_Extracted text_
⟨

It worths mention that during execution of this query ClickHouse is able to utilize ALL 24 cores on each box, this confirms that ClickHouse is Massively Parallel Processing system.

Two tables (independent subquery)

In this case I want to show the ability of Clickhouse to handle independent subqueries.

SELECT sum(LO_REVENUE)
FROM lineorderfull
WHERE LO_CUSTKEY IN 
(
    SELECT C_CUSTKEY AS LO_CUSTKEY
    FROM customerfull 
    WHERE C_REGION = 'ASIA'
)

1 node:
1 rows in set. Elapsed: 28.934 sec. Processed 15.00 billion rows, 120.00 GB (518.43 million rows/s., 4.15 GB/s.)

3 nodes:
1 rows in set. Elapsed: 14.189 sec. Processed 15.12 billion rows, 121.67 GB (1.07 billion rows/s., 8.57 GB/s.)

We however do not see ~3x speedup on 3 nodes, because of required data transfer to perform match LO_CUSTKEY with C_CUSTKEY

Two tables JOIN

With the subquery where columns are used to return result or for GROUP BY things become more complicated.
In this case we want to GROUP BY by the column from the second table.

First, ClickHouse would not support traditional subquery syntax, so we need to use JOIN.
And for JOINs ClickHouse also strictly prescribes how it should be written (the limitation which also will be shifted in the future). So our JOIN should look like:

SELECT 
    C_REGION,
    sum(LO_EXTENDEDPRICE * LO_DISCOUNT)
FROM lineorderfull
ANY INNER JOIN
(
    SELECT 
        C_REGION,
        C_CUSTKEY AS LO_CUSTKEY
    FROM customerfull
) USING (LO_CUSTKEY)
WHERE (toYear(LO_ORDERDATE) = 1993) AND ((LO_DISCOUNT >= 1) AND (LO_DISCOUNT <= 3)) AND (LO_QUANTITY < 25)
GROUP BY C_REGION

1 node:
5 rows in set. Elapsed: 31.443 sec. Processed 2.35 billion rows, 28.79 GB (74.75 million rows/s., 915.65 MB/s.)

3 nodes:
5 rows in set. Elapsed: 25.160 sec. Processed 2.58 billion rows, 33.25 GB (102.36 million rows/s., 1.32 GB/s.)

⟩

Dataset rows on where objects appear

⟨

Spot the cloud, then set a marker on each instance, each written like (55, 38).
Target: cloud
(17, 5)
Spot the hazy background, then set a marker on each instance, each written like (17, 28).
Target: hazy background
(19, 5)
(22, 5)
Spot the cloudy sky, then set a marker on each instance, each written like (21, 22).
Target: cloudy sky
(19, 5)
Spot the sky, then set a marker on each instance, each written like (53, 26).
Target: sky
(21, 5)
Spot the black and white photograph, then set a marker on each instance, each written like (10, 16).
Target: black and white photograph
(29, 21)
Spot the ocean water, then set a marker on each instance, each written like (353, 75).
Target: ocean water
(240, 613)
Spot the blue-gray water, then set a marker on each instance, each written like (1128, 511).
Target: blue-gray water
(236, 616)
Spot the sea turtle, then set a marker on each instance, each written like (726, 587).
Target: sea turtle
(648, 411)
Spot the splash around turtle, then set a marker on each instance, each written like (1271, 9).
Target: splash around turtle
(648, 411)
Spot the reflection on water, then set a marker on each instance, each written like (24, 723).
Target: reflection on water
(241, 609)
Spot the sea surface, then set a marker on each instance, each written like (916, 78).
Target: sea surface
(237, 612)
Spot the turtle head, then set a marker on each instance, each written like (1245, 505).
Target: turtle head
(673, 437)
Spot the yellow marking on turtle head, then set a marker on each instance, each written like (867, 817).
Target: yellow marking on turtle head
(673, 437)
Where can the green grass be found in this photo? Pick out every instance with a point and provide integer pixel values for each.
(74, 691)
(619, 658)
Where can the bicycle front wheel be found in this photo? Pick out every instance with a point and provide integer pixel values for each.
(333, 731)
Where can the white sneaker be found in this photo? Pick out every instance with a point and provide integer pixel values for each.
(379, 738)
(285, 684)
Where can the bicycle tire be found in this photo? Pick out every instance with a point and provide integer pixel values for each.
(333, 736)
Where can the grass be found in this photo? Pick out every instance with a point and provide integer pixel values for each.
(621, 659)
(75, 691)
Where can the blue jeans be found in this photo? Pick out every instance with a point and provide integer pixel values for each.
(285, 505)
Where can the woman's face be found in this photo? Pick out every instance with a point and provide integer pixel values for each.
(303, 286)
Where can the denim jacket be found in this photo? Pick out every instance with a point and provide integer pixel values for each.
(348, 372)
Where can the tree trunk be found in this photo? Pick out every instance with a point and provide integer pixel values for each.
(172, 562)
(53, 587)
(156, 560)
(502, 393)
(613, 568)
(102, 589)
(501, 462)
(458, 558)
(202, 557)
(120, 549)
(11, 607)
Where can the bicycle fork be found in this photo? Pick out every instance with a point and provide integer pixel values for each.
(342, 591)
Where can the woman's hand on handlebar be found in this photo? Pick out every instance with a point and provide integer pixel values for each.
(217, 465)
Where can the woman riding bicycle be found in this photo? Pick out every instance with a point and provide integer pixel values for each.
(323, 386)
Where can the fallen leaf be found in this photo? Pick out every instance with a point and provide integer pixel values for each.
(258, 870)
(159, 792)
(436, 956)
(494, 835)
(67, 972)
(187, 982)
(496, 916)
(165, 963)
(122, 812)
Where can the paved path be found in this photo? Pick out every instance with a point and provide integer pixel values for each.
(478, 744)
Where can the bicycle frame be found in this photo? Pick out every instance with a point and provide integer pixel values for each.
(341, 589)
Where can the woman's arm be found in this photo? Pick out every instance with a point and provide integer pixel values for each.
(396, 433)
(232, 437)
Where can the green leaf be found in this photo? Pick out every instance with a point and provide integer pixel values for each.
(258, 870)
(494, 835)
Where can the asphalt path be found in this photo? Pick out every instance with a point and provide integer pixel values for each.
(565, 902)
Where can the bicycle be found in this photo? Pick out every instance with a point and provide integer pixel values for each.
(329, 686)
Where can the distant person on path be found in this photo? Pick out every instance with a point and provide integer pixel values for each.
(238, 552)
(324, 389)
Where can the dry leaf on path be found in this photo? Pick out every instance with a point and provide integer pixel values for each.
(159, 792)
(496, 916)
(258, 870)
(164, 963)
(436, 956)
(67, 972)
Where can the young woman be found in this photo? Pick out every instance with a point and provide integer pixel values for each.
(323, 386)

⟩

_Directions_
1 - In the ClickHouse benchmark text, why does the independent subquery not reach a roughly threefold speedup on 3 nodes?
2 - Continue the ClickHouse benchmark text, picking up after the 3-node result for the two-table JOIN.

_Answers for the tasks_
1 - Matching LO_CUSTKEY with C_CUSTKEY requires data transfer. Because of that, moving from 1 node (28.934 sec) to 3 nodes (14.189 sec) only about halves the elapsed time instead of cutting it to about a third.

2 -
In this case the speedup is not even 2x. This again corresponds to the fact of the random data distribution for the tables lineorderd and customerd. Both tables were defines as

CREATE TABLE lineorderd AS lineorder ENGINE = Distributed(3shards, default, lineorder, rand());
CREATE TABLE customerd AS customer ENGINE = Distributed(3shards, default, customer, rand());

Where rand() part defines that records will be distributed randomly across 3 nodes, and when we perform join by LO_CUSTKEY=C_CUSTKEY it may happen that records are located on different nodes.
One possibility to deal with this is to define data locality, for example as

CREATE TABLE lineorderLD AS lineorderL ENGINE = Distributed(3shards, default, lineorderL, LO_CUSTKEY);
CREATE TABLE customerLD AS customerL ENGINE = Distributed(3shards, default, customerL, C_CUSTKEY);

Three tables JOIN

This is when it becomes very complicated.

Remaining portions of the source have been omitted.